Transcribe the records below in full; pictures stay out of the copy.

(Items listed in a dataset)
┄┄┄┄┄┄┄┄┄┄

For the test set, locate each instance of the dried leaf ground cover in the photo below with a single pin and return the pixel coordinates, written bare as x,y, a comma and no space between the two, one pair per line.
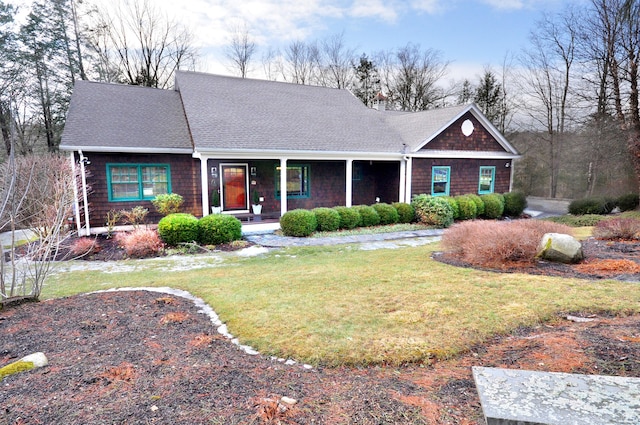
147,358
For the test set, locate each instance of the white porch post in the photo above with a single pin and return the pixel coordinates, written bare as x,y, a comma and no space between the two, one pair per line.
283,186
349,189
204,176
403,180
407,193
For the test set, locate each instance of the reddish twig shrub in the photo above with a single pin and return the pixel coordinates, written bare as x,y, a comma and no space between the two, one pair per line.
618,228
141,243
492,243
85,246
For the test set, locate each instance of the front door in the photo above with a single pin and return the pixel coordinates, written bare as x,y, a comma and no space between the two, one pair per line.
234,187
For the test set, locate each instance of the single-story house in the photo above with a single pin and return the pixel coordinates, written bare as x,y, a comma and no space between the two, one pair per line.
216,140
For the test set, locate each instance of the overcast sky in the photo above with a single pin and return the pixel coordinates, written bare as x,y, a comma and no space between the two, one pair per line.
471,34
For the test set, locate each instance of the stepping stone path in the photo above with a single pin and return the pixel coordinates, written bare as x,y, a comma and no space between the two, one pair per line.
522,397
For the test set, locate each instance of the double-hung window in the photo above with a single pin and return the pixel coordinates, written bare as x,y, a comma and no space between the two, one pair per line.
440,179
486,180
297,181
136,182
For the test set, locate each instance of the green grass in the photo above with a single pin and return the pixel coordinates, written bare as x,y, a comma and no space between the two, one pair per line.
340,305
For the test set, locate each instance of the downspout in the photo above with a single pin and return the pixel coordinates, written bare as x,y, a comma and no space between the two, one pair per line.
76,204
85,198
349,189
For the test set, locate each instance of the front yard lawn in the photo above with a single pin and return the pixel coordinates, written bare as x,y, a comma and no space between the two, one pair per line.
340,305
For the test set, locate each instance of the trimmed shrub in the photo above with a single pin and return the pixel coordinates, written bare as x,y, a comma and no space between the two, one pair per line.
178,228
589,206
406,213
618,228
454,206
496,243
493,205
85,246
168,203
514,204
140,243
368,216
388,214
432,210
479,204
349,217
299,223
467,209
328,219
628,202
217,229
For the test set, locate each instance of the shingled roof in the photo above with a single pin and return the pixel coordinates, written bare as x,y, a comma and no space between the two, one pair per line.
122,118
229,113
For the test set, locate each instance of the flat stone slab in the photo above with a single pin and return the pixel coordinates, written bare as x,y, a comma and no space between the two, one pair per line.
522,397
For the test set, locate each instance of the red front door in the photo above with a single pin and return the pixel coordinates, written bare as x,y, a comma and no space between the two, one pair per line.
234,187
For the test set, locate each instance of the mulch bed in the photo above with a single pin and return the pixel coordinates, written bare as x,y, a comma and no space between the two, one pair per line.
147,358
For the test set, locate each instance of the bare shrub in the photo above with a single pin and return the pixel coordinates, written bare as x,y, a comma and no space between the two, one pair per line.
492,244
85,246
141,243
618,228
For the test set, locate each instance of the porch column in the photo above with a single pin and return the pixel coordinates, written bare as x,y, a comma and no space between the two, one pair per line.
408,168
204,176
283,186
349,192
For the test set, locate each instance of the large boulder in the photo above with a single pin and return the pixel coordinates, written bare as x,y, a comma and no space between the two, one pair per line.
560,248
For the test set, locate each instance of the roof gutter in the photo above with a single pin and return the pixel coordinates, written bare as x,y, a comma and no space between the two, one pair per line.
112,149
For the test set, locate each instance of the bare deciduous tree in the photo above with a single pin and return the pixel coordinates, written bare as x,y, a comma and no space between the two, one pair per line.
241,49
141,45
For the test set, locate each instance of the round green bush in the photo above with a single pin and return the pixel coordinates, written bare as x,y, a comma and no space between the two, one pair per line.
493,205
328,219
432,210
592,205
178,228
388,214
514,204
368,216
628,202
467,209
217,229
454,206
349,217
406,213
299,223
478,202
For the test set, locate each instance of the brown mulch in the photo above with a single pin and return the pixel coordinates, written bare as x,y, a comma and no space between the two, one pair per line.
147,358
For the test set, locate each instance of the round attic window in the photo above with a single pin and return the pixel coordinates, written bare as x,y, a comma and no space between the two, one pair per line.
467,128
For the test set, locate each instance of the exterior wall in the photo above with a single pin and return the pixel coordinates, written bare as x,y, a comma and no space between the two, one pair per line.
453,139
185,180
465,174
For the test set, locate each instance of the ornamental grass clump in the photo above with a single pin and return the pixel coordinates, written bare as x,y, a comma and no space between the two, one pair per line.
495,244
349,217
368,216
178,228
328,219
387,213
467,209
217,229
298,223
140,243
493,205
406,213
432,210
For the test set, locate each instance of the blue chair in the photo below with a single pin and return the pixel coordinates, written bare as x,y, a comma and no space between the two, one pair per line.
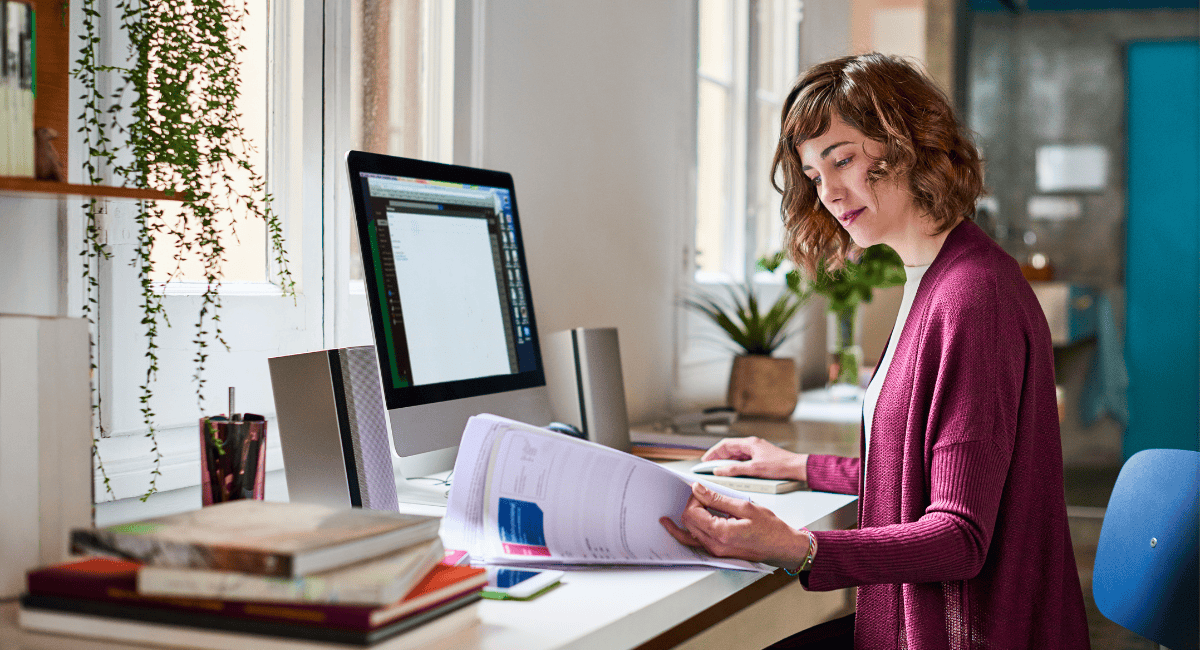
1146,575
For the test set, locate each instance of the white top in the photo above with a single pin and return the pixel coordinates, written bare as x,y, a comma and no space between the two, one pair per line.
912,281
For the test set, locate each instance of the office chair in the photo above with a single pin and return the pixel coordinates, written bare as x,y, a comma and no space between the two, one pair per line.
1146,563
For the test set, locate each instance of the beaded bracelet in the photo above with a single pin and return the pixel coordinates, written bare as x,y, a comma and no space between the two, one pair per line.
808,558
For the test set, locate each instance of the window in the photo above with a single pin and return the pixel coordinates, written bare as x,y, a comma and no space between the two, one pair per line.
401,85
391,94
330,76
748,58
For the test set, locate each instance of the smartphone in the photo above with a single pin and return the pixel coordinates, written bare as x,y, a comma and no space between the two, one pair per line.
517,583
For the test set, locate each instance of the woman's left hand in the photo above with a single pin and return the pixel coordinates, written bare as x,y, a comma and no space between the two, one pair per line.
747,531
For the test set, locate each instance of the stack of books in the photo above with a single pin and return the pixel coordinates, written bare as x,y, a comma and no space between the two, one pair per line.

┄┄┄┄┄┄┄┄┄┄

■ Solution for this exercise:
For the test set, locate each instance of the dried leaf ground cover in the photo below with a single pin and return the pixel coordinates, written bare as x,y, a comma and no space between the two, one pair per line.
147,358
For the test set, locate each instance of the white porch post in the photo above with a single pin and return the pixel coordinates, written bare as x,y, a comma and no space between the two, one pair per line.
283,186
349,189
204,176
403,180
407,193
For the test set, locate each instance of the reddish twig shrub in the photo above with a single pin and return the pixel coordinates, written bare as x,y, a comma and no space between the two, one pair per line.
618,228
141,243
492,243
85,246
For the test set, locate each instance of the front door in the photo above with a single pin and return the pixel coordinates, written bare as x,y, a comma and no space between the two, one pair per line.
234,187
For the test set, locate each instance of the single-story house in the photo above with a single pin and return the pixel coordinates, written bare as x,y, a comma and no space between the two, one pair per line.
216,140
For the test set, locate each instance of the overcast sky in the photo above with a single pin and return the pixel coordinates, written bare as x,y, a comma and no space between the two, one pair per line.
471,34
For the test set, locate each instance of the stepping stone path in the photo above with a single pin and return the pixel coordinates, written bare as x,y, a comma and no space between the two, one pair per line.
522,397
For the test set, locate each instance of the double-hung window in the photo above with a single pin and return the pixel coordinates, written bare as x,y, a comma and no space between the two, one pair per line.
440,179
486,180
297,181
136,182
For the test set, locate each instance of the green grass in the photo above with a single pin and return the pixel coordinates, written bare as x,y, a comma and no space between the two, one pair per line.
340,305
For the test set, locate each instance of the downspout in the photo above with a single pin and return the pixel coordinates, written bare as x,y, a comma and no space between the two, one pair per line.
76,204
85,198
349,189
For the test set, locate each instance of the front yard lawn in the photo above with a single pin and return the pixel coordinates, written bare as x,y, a comma and no space between the two, one pair per line.
340,305
For the test set, locate each instance of the trimmed shrub in the photo above with a single pin and return the pixel coordinates, written bare as x,y, a comma and no space between the two, one pair per line.
178,228
589,206
406,213
618,228
454,206
496,243
493,205
85,246
168,203
514,204
140,243
368,216
388,214
432,210
479,204
349,217
299,223
467,209
328,219
628,202
217,229
For the test set, locate each instance of the shingled roof in the photo above with a single pin and return the pixel coordinates, written bare as x,y, a comma and no space between the two, one pair per line.
122,118
229,113
For the test set, locate each instance of the flat stone slab in the photo above with a single pin and return the pixel coordinates, written bare as x,y, a comma and no space between the two, one pair per line.
522,397
For the test set, locate each instance of the red front door in the photo above with a single pin and return the pixel coordinates, written bare as x,y, a comma and no space between the two, one pair per line.
234,187
For the test set, locate each instance of the mulch bed in the photo above with a single pin and return the pixel coordinates, written bare as x,y, a comma and no space between the two, one pair per line.
147,358
For the test set, locate each instance of the bare shrub in the photo above with a single pin and return the pixel coordinates, written bare as x,y, a comma and no space between the two, one pair per line.
492,244
85,246
141,243
618,228
For the test set, locate each instance of the porch column in the photo above with a single pin and return the pixel coordinates, written bare as x,y, a comma and no space between the two, one pair per line.
408,168
204,176
283,186
349,192
For the test set, locate each instance of the large boulder in the photo above with a single pin and return the pixel coordinates, written bare as x,y, a comma and no space between the two, one pair per line.
560,248
For the test set, locate each instance of the roof gutter in the photo above with a single pin and return the pixel coordinates, written bare as x,y, a comma and no space between the two, one pair per line.
112,149
For the test set, locate each instance of the bare deciduous tree in the photo above with a single pin and return the pixel coordinates, written bare as x,y, a comma and no space between the two, one pair per line.
241,49
141,45
For the test set, locate each instance of the round green bush in the photo above with a single pin and return the pixel coordinates, written bare as x,y, a comma and no space between the two, one pair per line.
493,205
328,219
432,210
592,205
178,228
388,214
514,204
368,216
628,202
467,209
217,229
454,206
349,217
406,213
299,223
478,202
For the test set, locate each instance of the brown mulch in the photo above with a single pin and return the pixel coordinates, written bare as x,y, a comma and no space between the two, one pair per line.
147,358
For the test set, locate each instance of the round attic window in the photo above with a single pin and return the pixel coordinates, written bare as x,y, a comma and no space between the two, one pair per line.
467,128
For the test set, locate each instance of the exterior wall in the photo above with a single pin and return the pixel coordinates, written bare as x,y, a comma and no space between the two, one pair per line.
453,139
185,180
465,174
For the test set, locate each instance of the ornamental grass clump in the photo above with a single pin and return the pixel coordinates, written bare as x,y, a comma and no space between the two, one pair per line.
495,244
349,217
368,216
178,228
328,219
387,213
467,209
217,229
298,223
140,243
493,205
406,213
432,210
For the test set, locate each instance of the blue chair in the photo below with a single pin and return the pixel coordinates, written bare as x,y, a comma and no space between the two, one pair per line.
1146,575
For the test set, locate each instance of the white top in the photo above with a single pin and return the pixel coordinates, written bare as x,y, a comma and no space between the two, one pair per line.
912,281
For the test set, locate each instance of the office chair in the photo above with a single pin and return the pixel coordinates, written bare as x,y, a comma and no space between the two, one pair per line.
1146,563
For the test set, locate each instance of the beaded bracelet in the photo above with a single pin and return the pixel coordinates, written bare as x,y, a comma and no space between the two, one pair per line.
808,558
For the test set, locate each instance of the window in the photo above with a single pin and return the pixel coordinates, written bare as x,y, a comma and no space between the two, one pair per line.
401,85
391,94
330,76
748,58
For the test set, locate each instance of the smartphone in the photo above with a single pin and return the pixel coordinates, written bare as x,y, a comma and no space between the two, one pair per line.
517,583
For the test set, locate each instance of the woman's left hand in the photo above with a single pin and return the pixel coordinates, written bare as x,y, a comma and no space between the two, one pair per line.
747,531
For the test set, locate each instance of the stack of books in the photo above with a single pin and return the pixel coordinates, written bare as x,y, a comma and no space between the two, one pair per line.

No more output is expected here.